» WHAT IS BEING ASKED
In the records, each line holding "wheel" must be reported.

» DATA FOR ANALYSIS
******
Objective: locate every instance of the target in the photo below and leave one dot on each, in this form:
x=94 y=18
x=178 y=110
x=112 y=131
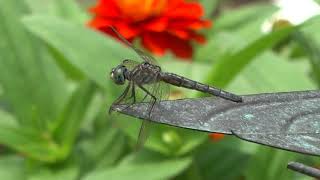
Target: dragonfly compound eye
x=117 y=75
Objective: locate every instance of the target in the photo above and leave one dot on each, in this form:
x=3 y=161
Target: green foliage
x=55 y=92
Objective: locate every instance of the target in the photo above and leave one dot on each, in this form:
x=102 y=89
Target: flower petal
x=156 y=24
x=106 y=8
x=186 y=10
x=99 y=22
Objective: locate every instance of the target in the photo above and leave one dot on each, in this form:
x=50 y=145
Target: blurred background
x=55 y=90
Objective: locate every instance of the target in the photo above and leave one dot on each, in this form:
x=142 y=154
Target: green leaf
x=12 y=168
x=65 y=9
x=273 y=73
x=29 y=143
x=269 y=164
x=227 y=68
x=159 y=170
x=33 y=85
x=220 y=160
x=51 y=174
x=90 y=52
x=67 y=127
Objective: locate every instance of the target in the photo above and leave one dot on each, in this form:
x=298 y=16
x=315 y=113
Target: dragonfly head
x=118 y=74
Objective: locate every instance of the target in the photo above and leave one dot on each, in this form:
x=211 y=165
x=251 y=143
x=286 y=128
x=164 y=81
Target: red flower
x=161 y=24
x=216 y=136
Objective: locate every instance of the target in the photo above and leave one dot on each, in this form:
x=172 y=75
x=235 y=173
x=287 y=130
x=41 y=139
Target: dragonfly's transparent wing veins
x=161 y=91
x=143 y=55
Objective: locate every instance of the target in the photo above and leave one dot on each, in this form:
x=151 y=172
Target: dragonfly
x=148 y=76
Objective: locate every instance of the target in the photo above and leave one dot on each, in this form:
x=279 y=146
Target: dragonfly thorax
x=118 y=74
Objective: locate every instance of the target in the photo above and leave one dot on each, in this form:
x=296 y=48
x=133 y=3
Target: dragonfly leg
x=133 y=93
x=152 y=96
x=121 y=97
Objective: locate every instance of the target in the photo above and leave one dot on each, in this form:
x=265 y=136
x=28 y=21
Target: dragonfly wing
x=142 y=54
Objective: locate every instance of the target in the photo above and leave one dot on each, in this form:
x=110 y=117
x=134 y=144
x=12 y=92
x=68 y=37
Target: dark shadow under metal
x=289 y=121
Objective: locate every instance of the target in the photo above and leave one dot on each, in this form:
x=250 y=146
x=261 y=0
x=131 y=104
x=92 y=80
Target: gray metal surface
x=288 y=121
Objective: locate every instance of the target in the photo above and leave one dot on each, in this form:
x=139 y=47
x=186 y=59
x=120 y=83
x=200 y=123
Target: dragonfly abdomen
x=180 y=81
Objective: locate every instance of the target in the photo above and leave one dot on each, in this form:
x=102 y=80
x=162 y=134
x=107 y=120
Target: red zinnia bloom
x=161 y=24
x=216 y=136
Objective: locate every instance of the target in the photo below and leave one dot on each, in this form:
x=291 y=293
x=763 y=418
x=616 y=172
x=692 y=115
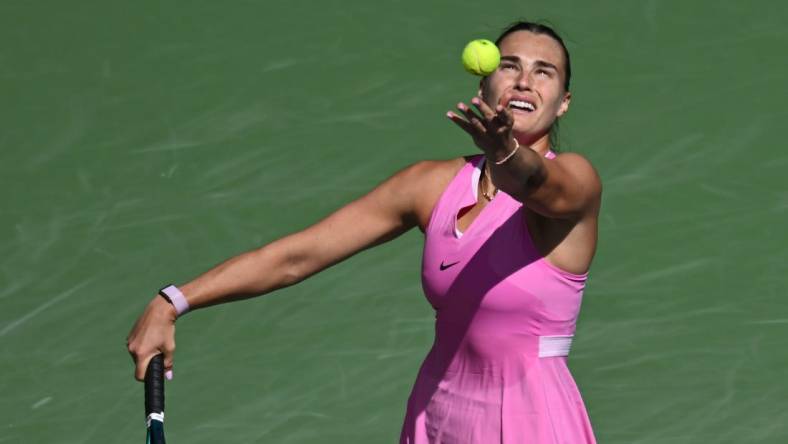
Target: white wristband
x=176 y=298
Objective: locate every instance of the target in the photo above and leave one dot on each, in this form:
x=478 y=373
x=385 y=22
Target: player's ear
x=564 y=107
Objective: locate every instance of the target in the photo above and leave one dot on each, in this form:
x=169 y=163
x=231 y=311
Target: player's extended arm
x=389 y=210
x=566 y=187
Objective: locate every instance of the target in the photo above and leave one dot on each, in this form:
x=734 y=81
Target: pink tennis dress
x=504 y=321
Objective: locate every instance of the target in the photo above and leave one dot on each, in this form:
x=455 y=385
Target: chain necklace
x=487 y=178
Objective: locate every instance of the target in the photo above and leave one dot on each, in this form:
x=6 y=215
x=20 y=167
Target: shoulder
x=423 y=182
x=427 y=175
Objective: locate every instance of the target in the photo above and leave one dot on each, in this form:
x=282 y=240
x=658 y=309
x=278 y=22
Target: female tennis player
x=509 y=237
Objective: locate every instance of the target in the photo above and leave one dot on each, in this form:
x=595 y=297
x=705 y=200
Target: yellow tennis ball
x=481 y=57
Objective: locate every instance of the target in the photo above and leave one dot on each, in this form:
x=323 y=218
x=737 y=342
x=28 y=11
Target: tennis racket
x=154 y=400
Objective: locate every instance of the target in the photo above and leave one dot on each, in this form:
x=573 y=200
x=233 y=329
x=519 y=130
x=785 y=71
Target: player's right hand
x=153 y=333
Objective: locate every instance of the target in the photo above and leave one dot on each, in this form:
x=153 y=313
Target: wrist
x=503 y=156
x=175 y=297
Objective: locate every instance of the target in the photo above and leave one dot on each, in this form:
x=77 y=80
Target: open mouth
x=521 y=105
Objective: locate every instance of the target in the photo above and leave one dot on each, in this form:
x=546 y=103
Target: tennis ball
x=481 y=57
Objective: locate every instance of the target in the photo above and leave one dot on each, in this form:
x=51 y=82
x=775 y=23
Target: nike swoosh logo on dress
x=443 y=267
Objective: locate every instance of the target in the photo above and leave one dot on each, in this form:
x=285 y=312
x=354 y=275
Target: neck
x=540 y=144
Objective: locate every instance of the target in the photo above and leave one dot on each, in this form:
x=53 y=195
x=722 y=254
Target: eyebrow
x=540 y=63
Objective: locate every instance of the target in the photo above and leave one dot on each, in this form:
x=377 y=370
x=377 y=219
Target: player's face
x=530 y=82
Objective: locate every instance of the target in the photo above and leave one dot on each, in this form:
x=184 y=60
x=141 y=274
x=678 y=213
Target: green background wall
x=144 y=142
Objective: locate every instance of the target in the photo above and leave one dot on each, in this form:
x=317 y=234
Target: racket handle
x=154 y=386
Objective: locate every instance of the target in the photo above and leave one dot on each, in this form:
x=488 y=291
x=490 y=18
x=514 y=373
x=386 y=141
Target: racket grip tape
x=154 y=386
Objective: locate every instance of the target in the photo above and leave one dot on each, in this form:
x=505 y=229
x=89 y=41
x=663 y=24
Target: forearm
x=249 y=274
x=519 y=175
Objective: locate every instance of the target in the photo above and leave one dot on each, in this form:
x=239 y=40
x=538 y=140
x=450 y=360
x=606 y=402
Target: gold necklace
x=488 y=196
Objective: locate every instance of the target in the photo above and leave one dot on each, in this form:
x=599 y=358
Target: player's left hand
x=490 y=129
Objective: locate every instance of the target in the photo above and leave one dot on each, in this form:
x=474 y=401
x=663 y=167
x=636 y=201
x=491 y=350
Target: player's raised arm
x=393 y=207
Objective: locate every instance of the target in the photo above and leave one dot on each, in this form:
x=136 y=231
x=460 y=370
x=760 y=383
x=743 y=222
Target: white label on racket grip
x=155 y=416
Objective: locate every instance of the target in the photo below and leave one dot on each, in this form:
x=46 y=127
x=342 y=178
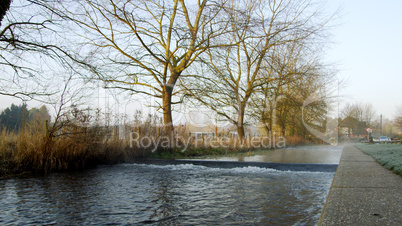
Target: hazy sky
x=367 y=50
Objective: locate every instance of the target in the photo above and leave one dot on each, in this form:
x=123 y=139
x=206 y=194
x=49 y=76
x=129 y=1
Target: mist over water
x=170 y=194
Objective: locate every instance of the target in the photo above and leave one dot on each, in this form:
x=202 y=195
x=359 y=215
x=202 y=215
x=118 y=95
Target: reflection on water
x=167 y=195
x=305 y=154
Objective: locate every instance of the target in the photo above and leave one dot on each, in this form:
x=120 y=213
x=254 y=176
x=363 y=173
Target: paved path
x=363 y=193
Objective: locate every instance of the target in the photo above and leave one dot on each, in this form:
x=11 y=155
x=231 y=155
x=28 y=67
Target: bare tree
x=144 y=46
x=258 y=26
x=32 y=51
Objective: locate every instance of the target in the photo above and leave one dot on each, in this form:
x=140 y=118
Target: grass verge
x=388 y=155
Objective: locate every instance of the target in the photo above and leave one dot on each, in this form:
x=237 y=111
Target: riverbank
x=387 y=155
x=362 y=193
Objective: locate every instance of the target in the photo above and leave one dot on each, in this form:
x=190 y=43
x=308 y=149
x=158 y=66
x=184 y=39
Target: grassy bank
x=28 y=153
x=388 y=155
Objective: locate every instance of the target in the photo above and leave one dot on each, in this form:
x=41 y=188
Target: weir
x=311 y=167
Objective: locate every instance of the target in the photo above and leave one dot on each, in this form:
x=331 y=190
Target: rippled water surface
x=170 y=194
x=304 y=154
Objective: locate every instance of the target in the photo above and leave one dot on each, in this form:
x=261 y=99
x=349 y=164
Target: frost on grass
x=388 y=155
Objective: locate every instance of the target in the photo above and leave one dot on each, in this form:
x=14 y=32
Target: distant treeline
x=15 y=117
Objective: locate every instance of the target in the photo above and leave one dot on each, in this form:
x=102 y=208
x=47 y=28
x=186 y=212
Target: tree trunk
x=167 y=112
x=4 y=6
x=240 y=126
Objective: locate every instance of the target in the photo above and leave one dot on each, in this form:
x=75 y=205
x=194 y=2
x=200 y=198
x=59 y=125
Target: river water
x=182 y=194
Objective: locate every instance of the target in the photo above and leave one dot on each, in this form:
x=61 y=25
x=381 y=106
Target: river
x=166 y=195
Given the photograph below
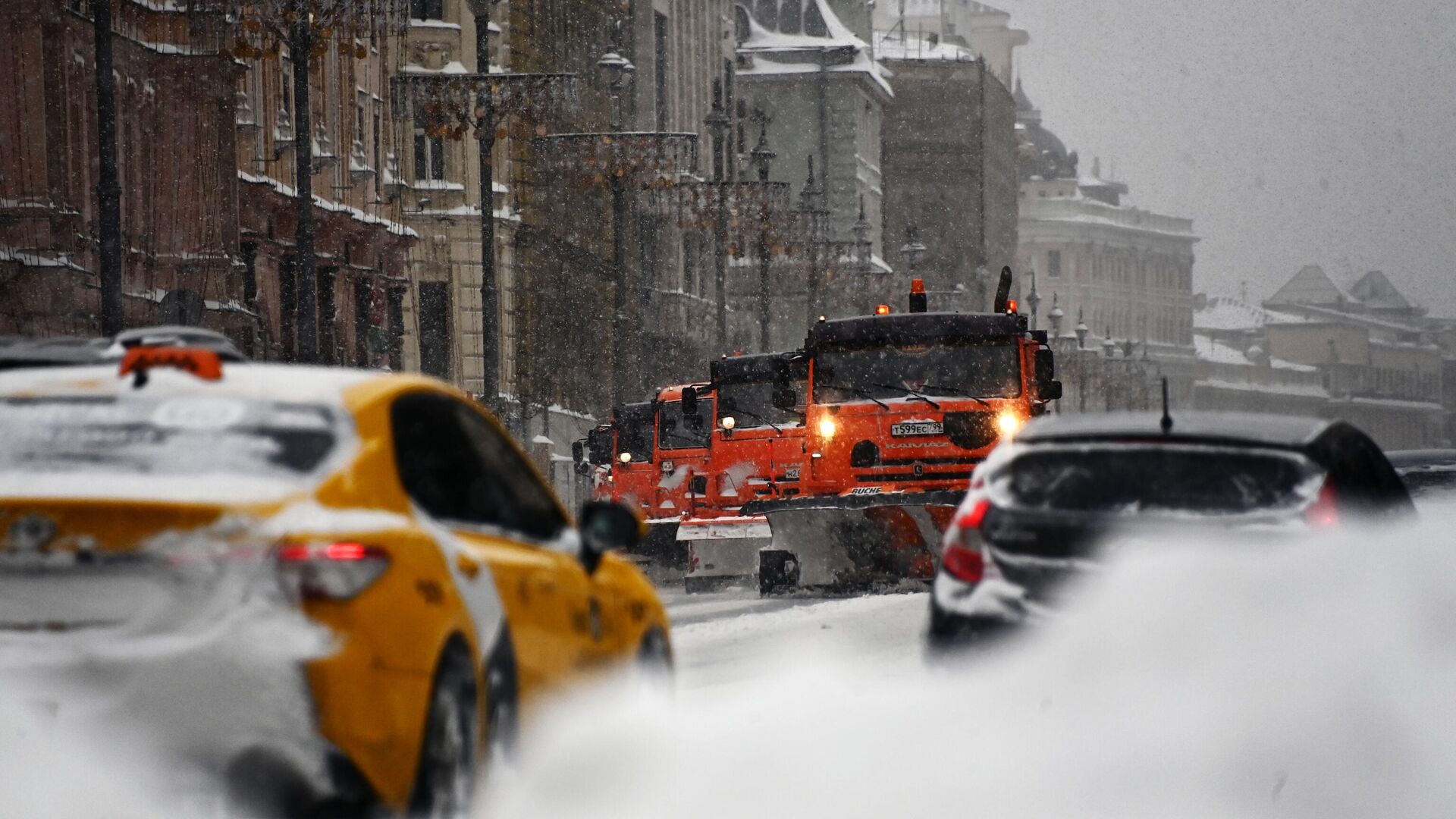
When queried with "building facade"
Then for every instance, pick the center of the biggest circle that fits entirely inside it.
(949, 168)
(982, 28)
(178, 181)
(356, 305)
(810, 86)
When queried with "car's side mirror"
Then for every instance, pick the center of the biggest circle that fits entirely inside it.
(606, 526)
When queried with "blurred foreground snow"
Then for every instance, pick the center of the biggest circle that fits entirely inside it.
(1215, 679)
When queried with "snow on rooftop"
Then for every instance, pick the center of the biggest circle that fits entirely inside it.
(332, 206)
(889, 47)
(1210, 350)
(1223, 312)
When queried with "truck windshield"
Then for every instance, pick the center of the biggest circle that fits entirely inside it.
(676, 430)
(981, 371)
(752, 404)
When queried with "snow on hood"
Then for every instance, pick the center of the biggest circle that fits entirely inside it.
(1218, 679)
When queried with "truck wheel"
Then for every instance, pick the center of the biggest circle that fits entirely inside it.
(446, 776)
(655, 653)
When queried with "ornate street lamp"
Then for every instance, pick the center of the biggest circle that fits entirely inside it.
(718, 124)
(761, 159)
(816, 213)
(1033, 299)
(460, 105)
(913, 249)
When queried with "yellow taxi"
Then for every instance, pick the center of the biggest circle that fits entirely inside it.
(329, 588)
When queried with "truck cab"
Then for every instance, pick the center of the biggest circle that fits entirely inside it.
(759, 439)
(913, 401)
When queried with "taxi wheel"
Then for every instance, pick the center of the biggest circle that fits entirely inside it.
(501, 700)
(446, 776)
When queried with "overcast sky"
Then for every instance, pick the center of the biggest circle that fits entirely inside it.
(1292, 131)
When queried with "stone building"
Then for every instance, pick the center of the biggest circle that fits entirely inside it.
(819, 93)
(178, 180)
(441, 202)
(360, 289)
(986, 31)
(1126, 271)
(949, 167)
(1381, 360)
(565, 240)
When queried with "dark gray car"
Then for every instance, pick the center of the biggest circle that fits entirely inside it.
******
» WRITTEN ANSWER
When queried with "truck wheel"
When queried with "taxi wheel"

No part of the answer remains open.